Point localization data
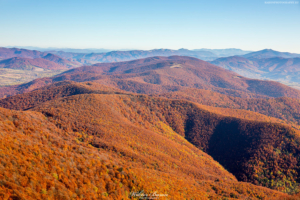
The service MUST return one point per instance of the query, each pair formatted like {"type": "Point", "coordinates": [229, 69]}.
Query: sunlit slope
{"type": "Point", "coordinates": [39, 161]}
{"type": "Point", "coordinates": [153, 133]}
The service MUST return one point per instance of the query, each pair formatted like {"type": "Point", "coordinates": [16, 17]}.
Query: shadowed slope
{"type": "Point", "coordinates": [284, 108]}
{"type": "Point", "coordinates": [168, 121]}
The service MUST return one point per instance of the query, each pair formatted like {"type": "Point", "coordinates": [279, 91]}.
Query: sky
{"type": "Point", "coordinates": [151, 24]}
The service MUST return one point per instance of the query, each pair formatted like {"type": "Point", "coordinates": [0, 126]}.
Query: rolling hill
{"type": "Point", "coordinates": [285, 70]}
{"type": "Point", "coordinates": [284, 108]}
{"type": "Point", "coordinates": [197, 123]}
{"type": "Point", "coordinates": [269, 53]}
{"type": "Point", "coordinates": [19, 66]}
{"type": "Point", "coordinates": [37, 64]}
{"type": "Point", "coordinates": [164, 74]}
{"type": "Point", "coordinates": [73, 150]}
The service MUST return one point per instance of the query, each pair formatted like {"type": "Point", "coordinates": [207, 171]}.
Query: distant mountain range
{"type": "Point", "coordinates": [225, 52]}
{"type": "Point", "coordinates": [164, 74]}
{"type": "Point", "coordinates": [177, 125]}
{"type": "Point", "coordinates": [265, 64]}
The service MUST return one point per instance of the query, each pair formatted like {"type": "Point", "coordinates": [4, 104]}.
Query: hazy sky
{"type": "Point", "coordinates": [149, 24]}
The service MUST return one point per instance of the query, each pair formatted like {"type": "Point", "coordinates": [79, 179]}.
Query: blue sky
{"type": "Point", "coordinates": [149, 24]}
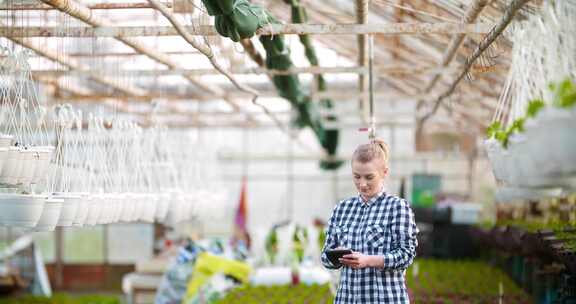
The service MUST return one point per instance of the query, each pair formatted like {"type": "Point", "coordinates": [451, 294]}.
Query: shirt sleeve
{"type": "Point", "coordinates": [331, 241]}
{"type": "Point", "coordinates": [404, 240]}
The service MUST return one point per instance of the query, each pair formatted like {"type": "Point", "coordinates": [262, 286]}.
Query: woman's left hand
{"type": "Point", "coordinates": [358, 260]}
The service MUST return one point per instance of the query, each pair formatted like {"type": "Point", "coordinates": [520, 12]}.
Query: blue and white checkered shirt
{"type": "Point", "coordinates": [382, 226]}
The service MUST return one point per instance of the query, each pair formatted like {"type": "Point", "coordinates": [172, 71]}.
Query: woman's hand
{"type": "Point", "coordinates": [358, 260]}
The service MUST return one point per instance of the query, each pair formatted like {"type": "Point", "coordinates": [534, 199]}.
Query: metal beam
{"type": "Point", "coordinates": [273, 29]}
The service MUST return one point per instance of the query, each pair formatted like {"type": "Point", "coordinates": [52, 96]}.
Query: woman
{"type": "Point", "coordinates": [380, 230]}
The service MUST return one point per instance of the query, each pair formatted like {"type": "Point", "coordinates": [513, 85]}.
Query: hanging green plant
{"type": "Point", "coordinates": [564, 93]}
{"type": "Point", "coordinates": [272, 245]}
{"type": "Point", "coordinates": [239, 19]}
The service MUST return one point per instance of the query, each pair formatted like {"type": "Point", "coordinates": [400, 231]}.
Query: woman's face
{"type": "Point", "coordinates": [368, 177]}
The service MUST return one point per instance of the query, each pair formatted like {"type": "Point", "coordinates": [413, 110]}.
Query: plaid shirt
{"type": "Point", "coordinates": [382, 226]}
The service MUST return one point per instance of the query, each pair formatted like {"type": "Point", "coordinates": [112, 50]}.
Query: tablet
{"type": "Point", "coordinates": [334, 254]}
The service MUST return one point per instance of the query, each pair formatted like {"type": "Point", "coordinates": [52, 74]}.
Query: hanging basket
{"type": "Point", "coordinates": [6, 140]}
{"type": "Point", "coordinates": [544, 156]}
{"type": "Point", "coordinates": [28, 159]}
{"type": "Point", "coordinates": [69, 208]}
{"type": "Point", "coordinates": [44, 155]}
{"type": "Point", "coordinates": [12, 165]}
{"type": "Point", "coordinates": [162, 207]}
{"type": "Point", "coordinates": [50, 215]}
{"type": "Point", "coordinates": [128, 208]}
{"type": "Point", "coordinates": [84, 206]}
{"type": "Point", "coordinates": [95, 210]}
{"type": "Point", "coordinates": [20, 210]}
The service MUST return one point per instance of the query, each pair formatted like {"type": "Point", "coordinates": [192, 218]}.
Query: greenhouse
{"type": "Point", "coordinates": [287, 151]}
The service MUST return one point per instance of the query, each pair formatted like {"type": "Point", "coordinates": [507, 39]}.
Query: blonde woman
{"type": "Point", "coordinates": [378, 228]}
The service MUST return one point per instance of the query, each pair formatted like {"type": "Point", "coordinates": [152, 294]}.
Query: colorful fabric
{"type": "Point", "coordinates": [382, 226]}
{"type": "Point", "coordinates": [208, 265]}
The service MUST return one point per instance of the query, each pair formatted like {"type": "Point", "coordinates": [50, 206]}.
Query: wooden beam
{"type": "Point", "coordinates": [83, 13]}
{"type": "Point", "coordinates": [116, 54]}
{"type": "Point", "coordinates": [75, 65]}
{"type": "Point", "coordinates": [273, 29]}
{"type": "Point", "coordinates": [509, 13]}
{"type": "Point", "coordinates": [472, 13]}
{"type": "Point", "coordinates": [243, 97]}
{"type": "Point", "coordinates": [117, 5]}
{"type": "Point", "coordinates": [378, 70]}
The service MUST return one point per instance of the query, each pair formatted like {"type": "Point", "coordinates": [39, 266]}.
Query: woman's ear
{"type": "Point", "coordinates": [385, 172]}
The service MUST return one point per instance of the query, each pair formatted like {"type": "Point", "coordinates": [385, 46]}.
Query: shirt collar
{"type": "Point", "coordinates": [373, 199]}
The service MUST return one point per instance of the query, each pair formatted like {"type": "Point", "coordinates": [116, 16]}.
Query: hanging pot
{"type": "Point", "coordinates": [83, 209]}
{"type": "Point", "coordinates": [3, 157]}
{"type": "Point", "coordinates": [50, 214]}
{"type": "Point", "coordinates": [5, 140]}
{"type": "Point", "coordinates": [95, 210]}
{"type": "Point", "coordinates": [42, 162]}
{"type": "Point", "coordinates": [20, 210]}
{"type": "Point", "coordinates": [495, 153]}
{"type": "Point", "coordinates": [107, 205]}
{"type": "Point", "coordinates": [69, 208]}
{"type": "Point", "coordinates": [149, 208]}
{"type": "Point", "coordinates": [139, 207]}
{"type": "Point", "coordinates": [11, 169]}
{"type": "Point", "coordinates": [162, 207]}
{"type": "Point", "coordinates": [118, 202]}
{"type": "Point", "coordinates": [29, 158]}
{"type": "Point", "coordinates": [128, 207]}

(ACTIVITY):
Every line above should be duplicated exactly; the pictures are to be left out.

(EXPECTED ANSWER):
The service MUST return one point per instance of the query, each pair formatted like {"type": "Point", "coordinates": [229, 69]}.
Query: sunlit slope
{"type": "Point", "coordinates": [39, 161]}
{"type": "Point", "coordinates": [153, 133]}
The service MUST return one point per instance of the query, each pair formatted like {"type": "Point", "coordinates": [16, 17]}.
Query: shadowed slope
{"type": "Point", "coordinates": [284, 108]}
{"type": "Point", "coordinates": [168, 121]}
The service MUST return one point per instance of the query, each pair formatted like {"type": "Point", "coordinates": [279, 91]}.
Query: sky
{"type": "Point", "coordinates": [151, 24]}
The service MUST return one point per instance of the query, each pair formatted like {"type": "Point", "coordinates": [0, 126]}.
Query: rolling hill
{"type": "Point", "coordinates": [285, 70]}
{"type": "Point", "coordinates": [284, 108]}
{"type": "Point", "coordinates": [197, 123]}
{"type": "Point", "coordinates": [269, 53]}
{"type": "Point", "coordinates": [19, 66]}
{"type": "Point", "coordinates": [37, 64]}
{"type": "Point", "coordinates": [164, 74]}
{"type": "Point", "coordinates": [73, 150]}
The service MUST return one point per instance of the query, each pair formatted like {"type": "Point", "coordinates": [207, 171]}.
Query: distant mountain range
{"type": "Point", "coordinates": [225, 52]}
{"type": "Point", "coordinates": [164, 74]}
{"type": "Point", "coordinates": [177, 125]}
{"type": "Point", "coordinates": [265, 64]}
The service MUST return one point per instance of the query, each pair formatted like {"type": "Point", "coordinates": [4, 104]}.
Query: hazy sky
{"type": "Point", "coordinates": [149, 24]}
The service MUST return one point per instance of the query, each pair formatted like {"type": "Point", "coordinates": [79, 179]}.
Query: blue sky
{"type": "Point", "coordinates": [149, 24]}
The service MUST return one point per instance of the query, each pair formatted like {"type": "Point", "coordinates": [451, 294]}.
Query: shirt sleeve
{"type": "Point", "coordinates": [331, 241]}
{"type": "Point", "coordinates": [404, 240]}
The service MUST return one point per instance of the query, each pair formatted like {"type": "Point", "coordinates": [262, 286]}.
Query: woman's left hand
{"type": "Point", "coordinates": [358, 260]}
The service MUST return one point per instance of the query, each pair formatted like {"type": "Point", "coordinates": [520, 12]}.
Query: blue and white checkered shirt
{"type": "Point", "coordinates": [382, 226]}
The service MUST return one point per instance of the query, each pair formatted like {"type": "Point", "coordinates": [172, 71]}.
Query: woman's hand
{"type": "Point", "coordinates": [358, 260]}
The service MUST return one point per instance of the query, each pair formatted like {"type": "Point", "coordinates": [534, 199]}.
Query: metal beam
{"type": "Point", "coordinates": [273, 29]}
The service MUST return one point per instance of the query, each pair formatted like {"type": "Point", "coordinates": [52, 96]}.
Query: woman
{"type": "Point", "coordinates": [380, 230]}
The service MUST return one point per instance of the query, each pair formatted like {"type": "Point", "coordinates": [513, 85]}.
Query: hanging green plant
{"type": "Point", "coordinates": [564, 93]}
{"type": "Point", "coordinates": [272, 245]}
{"type": "Point", "coordinates": [239, 19]}
The service MUST return one point per instance of the query, each pair formatted like {"type": "Point", "coordinates": [400, 231]}.
Query: woman's face
{"type": "Point", "coordinates": [368, 177]}
The service MUST return one point per instance of the query, each pair formatted like {"type": "Point", "coordinates": [413, 110]}.
Query: plaid shirt
{"type": "Point", "coordinates": [382, 226]}
The service MUST return one point per instance of the query, each pair formatted like {"type": "Point", "coordinates": [112, 50]}.
Query: tablet
{"type": "Point", "coordinates": [334, 254]}
The service MUST return one point per instance of the query, each pair formatted like {"type": "Point", "coordinates": [52, 74]}.
Query: hanging basket
{"type": "Point", "coordinates": [6, 140]}
{"type": "Point", "coordinates": [544, 156]}
{"type": "Point", "coordinates": [28, 159]}
{"type": "Point", "coordinates": [69, 208]}
{"type": "Point", "coordinates": [44, 155]}
{"type": "Point", "coordinates": [12, 165]}
{"type": "Point", "coordinates": [162, 207]}
{"type": "Point", "coordinates": [50, 215]}
{"type": "Point", "coordinates": [128, 208]}
{"type": "Point", "coordinates": [84, 206]}
{"type": "Point", "coordinates": [95, 210]}
{"type": "Point", "coordinates": [20, 210]}
The service MUST return one point per instance of the query, each pair formatted like {"type": "Point", "coordinates": [192, 218]}.
Query: greenhouse
{"type": "Point", "coordinates": [287, 151]}
The service MUST return one point per instance of the query, each pair formatted like {"type": "Point", "coordinates": [507, 39]}.
Query: blonde woman
{"type": "Point", "coordinates": [378, 228]}
The service MUST return one point per instance of the query, each pair formatted like {"type": "Point", "coordinates": [152, 294]}.
Query: colorful fabric
{"type": "Point", "coordinates": [382, 226]}
{"type": "Point", "coordinates": [208, 265]}
The service MUST return one point per instance of the query, each pair formatted like {"type": "Point", "coordinates": [50, 206]}.
Query: wooden beam
{"type": "Point", "coordinates": [83, 13]}
{"type": "Point", "coordinates": [116, 54]}
{"type": "Point", "coordinates": [75, 65]}
{"type": "Point", "coordinates": [273, 29]}
{"type": "Point", "coordinates": [509, 13]}
{"type": "Point", "coordinates": [472, 13]}
{"type": "Point", "coordinates": [243, 97]}
{"type": "Point", "coordinates": [117, 5]}
{"type": "Point", "coordinates": [378, 70]}
The service MUST return one point per instance of the query, each pair formatted like {"type": "Point", "coordinates": [39, 266]}.
Query: woman's ear
{"type": "Point", "coordinates": [385, 172]}
The service MUST return one point per instance of the query, each pair formatted like {"type": "Point", "coordinates": [385, 46]}.
Query: shirt collar
{"type": "Point", "coordinates": [373, 199]}
The service MUST return one point per instance of the query, each pair formatted like {"type": "Point", "coordinates": [116, 16]}.
Query: hanging pot
{"type": "Point", "coordinates": [83, 209]}
{"type": "Point", "coordinates": [3, 157]}
{"type": "Point", "coordinates": [50, 214]}
{"type": "Point", "coordinates": [5, 140]}
{"type": "Point", "coordinates": [95, 210]}
{"type": "Point", "coordinates": [42, 162]}
{"type": "Point", "coordinates": [20, 210]}
{"type": "Point", "coordinates": [495, 153]}
{"type": "Point", "coordinates": [107, 205]}
{"type": "Point", "coordinates": [69, 208]}
{"type": "Point", "coordinates": [149, 208]}
{"type": "Point", "coordinates": [139, 207]}
{"type": "Point", "coordinates": [11, 169]}
{"type": "Point", "coordinates": [162, 207]}
{"type": "Point", "coordinates": [118, 202]}
{"type": "Point", "coordinates": [29, 158]}
{"type": "Point", "coordinates": [128, 207]}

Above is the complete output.